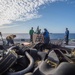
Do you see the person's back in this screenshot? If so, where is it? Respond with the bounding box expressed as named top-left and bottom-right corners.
top-left (29, 28), bottom-right (34, 35)
top-left (29, 27), bottom-right (34, 43)
top-left (6, 35), bottom-right (16, 45)
top-left (43, 29), bottom-right (50, 44)
top-left (65, 28), bottom-right (69, 45)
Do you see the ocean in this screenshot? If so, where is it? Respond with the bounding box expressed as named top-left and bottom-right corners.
top-left (0, 33), bottom-right (75, 39)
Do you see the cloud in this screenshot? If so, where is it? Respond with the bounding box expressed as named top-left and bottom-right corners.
top-left (0, 0), bottom-right (66, 26)
top-left (0, 25), bottom-right (18, 29)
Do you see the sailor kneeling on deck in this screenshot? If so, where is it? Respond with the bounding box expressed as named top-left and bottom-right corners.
top-left (6, 34), bottom-right (16, 45)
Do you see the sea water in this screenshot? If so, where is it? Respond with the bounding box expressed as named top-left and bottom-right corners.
top-left (0, 33), bottom-right (75, 39)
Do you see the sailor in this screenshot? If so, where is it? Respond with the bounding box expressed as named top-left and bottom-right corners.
top-left (29, 27), bottom-right (34, 43)
top-left (6, 34), bottom-right (16, 45)
top-left (43, 28), bottom-right (50, 44)
top-left (65, 28), bottom-right (69, 45)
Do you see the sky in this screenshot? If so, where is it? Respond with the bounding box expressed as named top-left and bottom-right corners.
top-left (0, 0), bottom-right (75, 33)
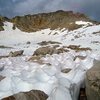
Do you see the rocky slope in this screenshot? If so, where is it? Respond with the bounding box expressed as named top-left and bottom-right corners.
top-left (0, 10), bottom-right (97, 32)
top-left (11, 10), bottom-right (89, 32)
top-left (0, 16), bottom-right (9, 31)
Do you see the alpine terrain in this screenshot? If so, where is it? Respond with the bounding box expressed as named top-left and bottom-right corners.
top-left (0, 10), bottom-right (100, 100)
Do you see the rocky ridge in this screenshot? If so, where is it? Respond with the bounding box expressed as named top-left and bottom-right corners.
top-left (0, 10), bottom-right (95, 32)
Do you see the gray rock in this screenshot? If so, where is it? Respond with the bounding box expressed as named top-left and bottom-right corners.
top-left (2, 90), bottom-right (48, 100)
top-left (9, 50), bottom-right (24, 57)
top-left (86, 61), bottom-right (100, 100)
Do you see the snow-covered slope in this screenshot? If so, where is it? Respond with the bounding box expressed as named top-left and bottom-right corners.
top-left (0, 21), bottom-right (100, 100)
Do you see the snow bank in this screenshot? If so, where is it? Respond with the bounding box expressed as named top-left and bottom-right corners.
top-left (0, 52), bottom-right (99, 100)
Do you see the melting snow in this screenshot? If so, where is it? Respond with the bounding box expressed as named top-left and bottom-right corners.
top-left (0, 21), bottom-right (100, 100)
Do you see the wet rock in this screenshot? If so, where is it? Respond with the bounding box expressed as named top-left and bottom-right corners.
top-left (2, 90), bottom-right (48, 100)
top-left (33, 46), bottom-right (54, 55)
top-left (86, 61), bottom-right (100, 100)
top-left (9, 50), bottom-right (24, 57)
top-left (33, 46), bottom-right (68, 56)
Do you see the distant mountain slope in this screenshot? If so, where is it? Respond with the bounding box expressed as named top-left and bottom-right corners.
top-left (11, 10), bottom-right (94, 32)
top-left (0, 16), bottom-right (9, 31)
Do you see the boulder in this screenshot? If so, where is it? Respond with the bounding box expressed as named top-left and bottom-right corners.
top-left (9, 50), bottom-right (24, 57)
top-left (33, 46), bottom-right (54, 55)
top-left (2, 90), bottom-right (48, 100)
top-left (86, 61), bottom-right (100, 100)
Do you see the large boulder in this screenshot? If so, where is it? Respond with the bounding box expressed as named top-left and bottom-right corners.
top-left (2, 90), bottom-right (48, 100)
top-left (86, 61), bottom-right (100, 100)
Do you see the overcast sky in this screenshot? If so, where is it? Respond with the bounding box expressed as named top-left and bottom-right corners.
top-left (0, 0), bottom-right (100, 21)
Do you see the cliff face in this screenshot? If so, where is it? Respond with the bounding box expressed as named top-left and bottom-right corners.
top-left (11, 10), bottom-right (89, 32)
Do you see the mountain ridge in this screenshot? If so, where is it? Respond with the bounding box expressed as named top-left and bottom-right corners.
top-left (0, 10), bottom-right (96, 32)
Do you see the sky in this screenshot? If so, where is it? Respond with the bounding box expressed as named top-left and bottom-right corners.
top-left (0, 0), bottom-right (100, 21)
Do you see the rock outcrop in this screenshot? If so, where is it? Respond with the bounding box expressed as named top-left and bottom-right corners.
top-left (0, 16), bottom-right (9, 31)
top-left (11, 10), bottom-right (90, 32)
top-left (2, 90), bottom-right (48, 100)
top-left (8, 50), bottom-right (24, 57)
top-left (86, 61), bottom-right (100, 100)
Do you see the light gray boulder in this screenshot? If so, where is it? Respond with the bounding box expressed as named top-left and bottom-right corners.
top-left (2, 90), bottom-right (48, 100)
top-left (85, 61), bottom-right (100, 100)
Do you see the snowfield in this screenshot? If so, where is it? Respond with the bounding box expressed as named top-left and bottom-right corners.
top-left (0, 21), bottom-right (100, 100)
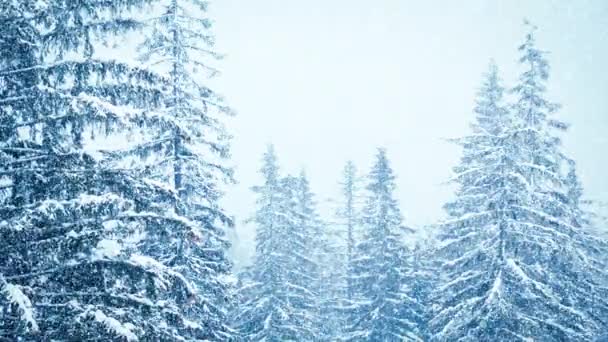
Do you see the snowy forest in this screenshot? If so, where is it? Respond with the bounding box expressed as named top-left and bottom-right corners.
top-left (0, 0), bottom-right (608, 342)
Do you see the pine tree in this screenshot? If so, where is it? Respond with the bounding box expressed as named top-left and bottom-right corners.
top-left (430, 27), bottom-right (606, 341)
top-left (328, 161), bottom-right (360, 338)
top-left (338, 161), bottom-right (359, 302)
top-left (98, 0), bottom-right (239, 340)
top-left (349, 149), bottom-right (420, 341)
top-left (0, 0), bottom-right (203, 340)
top-left (235, 146), bottom-right (319, 341)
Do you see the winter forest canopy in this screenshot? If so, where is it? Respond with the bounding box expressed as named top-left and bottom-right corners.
top-left (0, 0), bottom-right (608, 341)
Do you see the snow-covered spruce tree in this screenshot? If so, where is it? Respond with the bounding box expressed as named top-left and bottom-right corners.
top-left (115, 0), bottom-right (233, 340)
top-left (0, 0), bottom-right (201, 340)
top-left (0, 1), bottom-right (39, 340)
top-left (328, 161), bottom-right (360, 337)
top-left (338, 161), bottom-right (360, 302)
top-left (235, 146), bottom-right (318, 341)
top-left (345, 149), bottom-right (420, 341)
top-left (430, 26), bottom-right (607, 341)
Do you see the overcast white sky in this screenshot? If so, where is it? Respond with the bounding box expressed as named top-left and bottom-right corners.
top-left (205, 0), bottom-right (608, 266)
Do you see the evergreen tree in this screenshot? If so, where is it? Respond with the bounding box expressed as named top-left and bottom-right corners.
top-left (102, 0), bottom-right (234, 340)
top-left (430, 28), bottom-right (606, 341)
top-left (348, 149), bottom-right (420, 341)
top-left (0, 0), bottom-right (200, 340)
top-left (235, 146), bottom-right (318, 341)
top-left (338, 161), bottom-right (359, 302)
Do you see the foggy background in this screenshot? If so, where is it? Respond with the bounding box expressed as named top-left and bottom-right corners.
top-left (205, 0), bottom-right (608, 266)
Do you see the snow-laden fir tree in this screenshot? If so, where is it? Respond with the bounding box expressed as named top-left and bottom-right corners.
top-left (235, 146), bottom-right (318, 341)
top-left (320, 161), bottom-right (360, 337)
top-left (338, 161), bottom-right (360, 302)
top-left (0, 0), bottom-right (204, 340)
top-left (97, 0), bottom-right (238, 340)
top-left (430, 26), bottom-right (607, 341)
top-left (345, 149), bottom-right (420, 341)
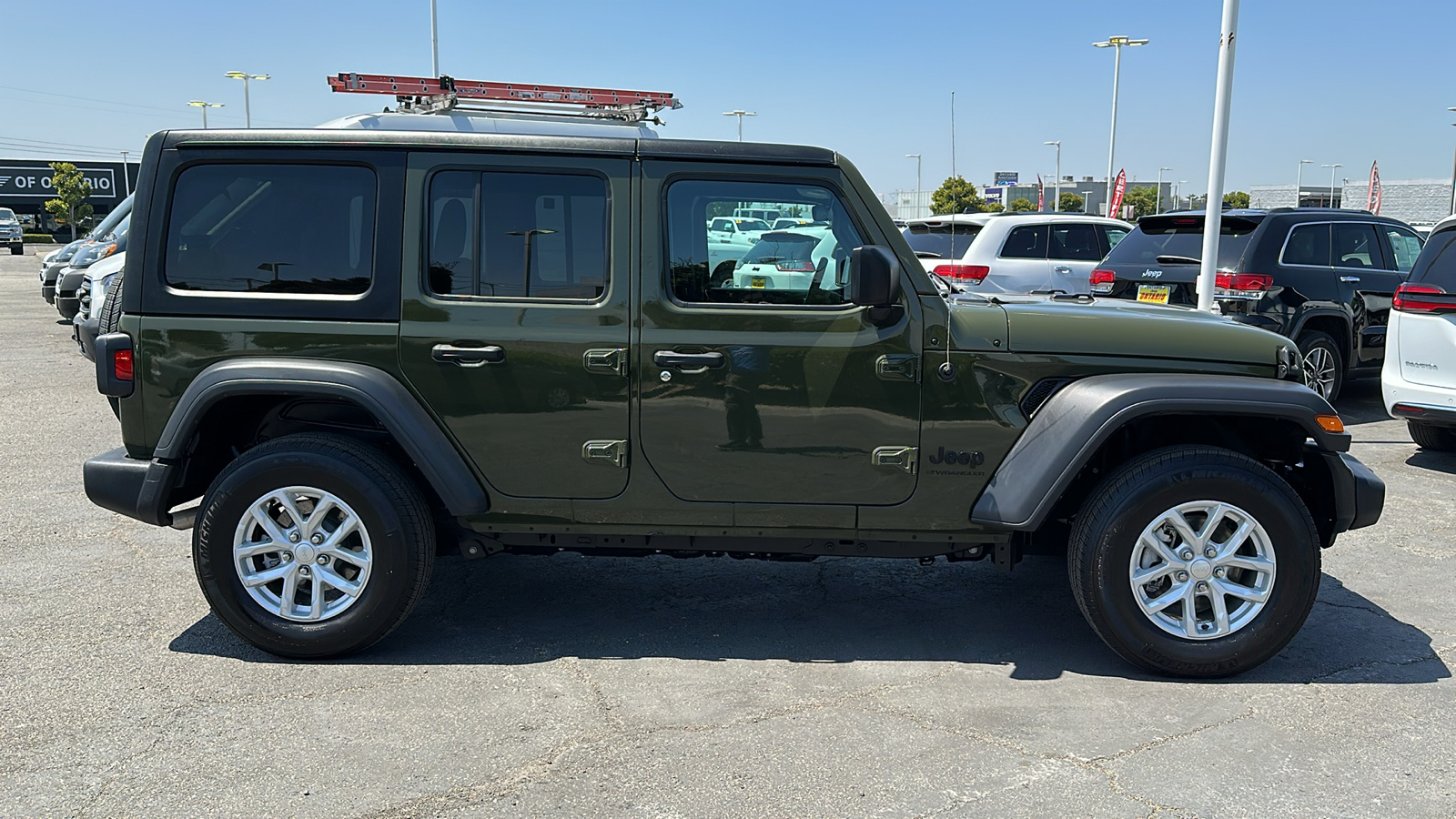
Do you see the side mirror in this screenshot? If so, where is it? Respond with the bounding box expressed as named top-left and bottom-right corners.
top-left (846, 245), bottom-right (900, 308)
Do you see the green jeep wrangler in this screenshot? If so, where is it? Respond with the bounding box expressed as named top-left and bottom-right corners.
top-left (85, 119), bottom-right (1385, 676)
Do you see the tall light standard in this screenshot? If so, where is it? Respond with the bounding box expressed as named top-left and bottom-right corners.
top-left (723, 108), bottom-right (757, 143)
top-left (187, 99), bottom-right (224, 130)
top-left (1041, 140), bottom-right (1061, 213)
top-left (905, 153), bottom-right (920, 216)
top-left (1320, 162), bottom-right (1344, 207)
top-left (1092, 35), bottom-right (1148, 216)
top-left (1294, 159), bottom-right (1315, 207)
top-left (223, 71), bottom-right (268, 128)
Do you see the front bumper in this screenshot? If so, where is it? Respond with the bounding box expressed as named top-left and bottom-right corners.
top-left (82, 448), bottom-right (173, 526)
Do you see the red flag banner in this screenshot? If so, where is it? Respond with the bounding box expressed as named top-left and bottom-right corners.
top-left (1107, 169), bottom-right (1127, 218)
top-left (1366, 162), bottom-right (1380, 216)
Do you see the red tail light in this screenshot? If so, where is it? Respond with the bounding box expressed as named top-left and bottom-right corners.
top-left (111, 349), bottom-right (133, 380)
top-left (774, 259), bottom-right (814, 272)
top-left (1213, 272), bottom-right (1274, 293)
top-left (1390, 284), bottom-right (1456, 313)
top-left (932, 264), bottom-right (992, 284)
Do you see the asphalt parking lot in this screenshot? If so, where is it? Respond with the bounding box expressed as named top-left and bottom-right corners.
top-left (0, 252), bottom-right (1456, 817)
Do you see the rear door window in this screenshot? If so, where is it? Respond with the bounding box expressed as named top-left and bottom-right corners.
top-left (165, 163), bottom-right (376, 296)
top-left (1046, 223), bottom-right (1104, 262)
top-left (1000, 225), bottom-right (1050, 259)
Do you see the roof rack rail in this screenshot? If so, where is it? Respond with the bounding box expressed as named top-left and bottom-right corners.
top-left (328, 71), bottom-right (682, 126)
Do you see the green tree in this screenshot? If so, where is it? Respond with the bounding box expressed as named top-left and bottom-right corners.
top-left (1112, 185), bottom-right (1158, 218)
top-left (46, 162), bottom-right (92, 242)
top-left (930, 174), bottom-right (986, 216)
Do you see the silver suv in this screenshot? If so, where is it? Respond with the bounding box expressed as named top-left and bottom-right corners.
top-left (905, 213), bottom-right (1133, 294)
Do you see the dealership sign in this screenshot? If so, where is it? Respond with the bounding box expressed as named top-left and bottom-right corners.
top-left (0, 163), bottom-right (126, 201)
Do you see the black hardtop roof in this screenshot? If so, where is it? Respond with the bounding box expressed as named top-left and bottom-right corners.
top-left (153, 128), bottom-right (839, 167)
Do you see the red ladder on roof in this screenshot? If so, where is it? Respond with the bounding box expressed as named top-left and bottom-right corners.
top-left (329, 73), bottom-right (682, 112)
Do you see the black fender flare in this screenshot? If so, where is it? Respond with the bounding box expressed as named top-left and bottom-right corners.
top-left (971, 373), bottom-right (1350, 532)
top-left (153, 359), bottom-right (490, 516)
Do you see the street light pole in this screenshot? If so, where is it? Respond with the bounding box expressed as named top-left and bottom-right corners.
top-left (1320, 162), bottom-right (1344, 207)
top-left (723, 108), bottom-right (757, 143)
top-left (223, 71), bottom-right (268, 128)
top-left (905, 153), bottom-right (920, 216)
top-left (187, 99), bottom-right (224, 131)
top-left (1041, 140), bottom-right (1061, 213)
top-left (1092, 35), bottom-right (1148, 216)
top-left (1294, 159), bottom-right (1315, 207)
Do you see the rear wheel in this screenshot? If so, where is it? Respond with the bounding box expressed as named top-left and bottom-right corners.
top-left (1405, 420), bottom-right (1456, 451)
top-left (1068, 446), bottom-right (1320, 678)
top-left (192, 434), bottom-right (435, 659)
top-left (1298, 331), bottom-right (1345, 400)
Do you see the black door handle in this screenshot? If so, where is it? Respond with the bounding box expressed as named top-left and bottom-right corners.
top-left (652, 349), bottom-right (728, 373)
top-left (430, 344), bottom-right (505, 368)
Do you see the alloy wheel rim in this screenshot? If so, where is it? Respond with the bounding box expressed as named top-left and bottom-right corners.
top-left (1128, 500), bottom-right (1276, 640)
top-left (1305, 347), bottom-right (1335, 398)
top-left (233, 487), bottom-right (374, 622)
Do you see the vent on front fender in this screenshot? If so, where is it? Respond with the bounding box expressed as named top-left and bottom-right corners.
top-left (1021, 379), bottom-right (1072, 419)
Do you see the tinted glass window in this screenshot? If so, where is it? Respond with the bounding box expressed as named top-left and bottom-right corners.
top-left (1107, 216), bottom-right (1258, 268)
top-left (1279, 225), bottom-right (1330, 267)
top-left (166, 165), bottom-right (376, 294)
top-left (1410, 230), bottom-right (1456, 293)
top-left (905, 223), bottom-right (981, 259)
top-left (1385, 225), bottom-right (1421, 272)
top-left (1002, 225), bottom-right (1048, 259)
top-left (667, 179), bottom-right (864, 306)
top-left (428, 170), bottom-right (607, 298)
top-left (1330, 221), bottom-right (1385, 268)
top-left (1046, 225), bottom-right (1102, 262)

——

▶ Written task
Starting with the line that contains "Do you see the snowfield" and going on through the line that contains "top-left (0, 0), bottom-right (608, 341)", turn those entries into a JSON list of strings with one string per line and no blank lines. Leave the pictures out of the list.

▶ Response to this exercise
[
  "Do you see the snowfield in this screenshot? If so, where is it? Respond with the bounding box expressed as named top-left and bottom-right corners.",
  "top-left (0, 21), bottom-right (100, 100)",
  "Do you see the snowy forest in this screenshot? If so, where is it? Respond with the bounding box expressed as named top-left and bottom-right corners.",
  "top-left (0, 0), bottom-right (608, 342)",
  "Do you see the pine tree in this screenshot? If so, where is it? Respond with the bounding box expressed as named top-left and bottom-right corners.",
  "top-left (430, 27), bottom-right (606, 341)",
  "top-left (328, 161), bottom-right (360, 338)",
  "top-left (338, 161), bottom-right (359, 302)",
  "top-left (98, 0), bottom-right (239, 340)",
  "top-left (349, 149), bottom-right (420, 341)",
  "top-left (0, 0), bottom-right (203, 340)",
  "top-left (235, 146), bottom-right (319, 341)",
  "Do you see the winter forest canopy in this screenshot? If so, where is it? Respond with the bounding box expressed as named top-left and bottom-right corners.",
  "top-left (0, 0), bottom-right (608, 341)"
]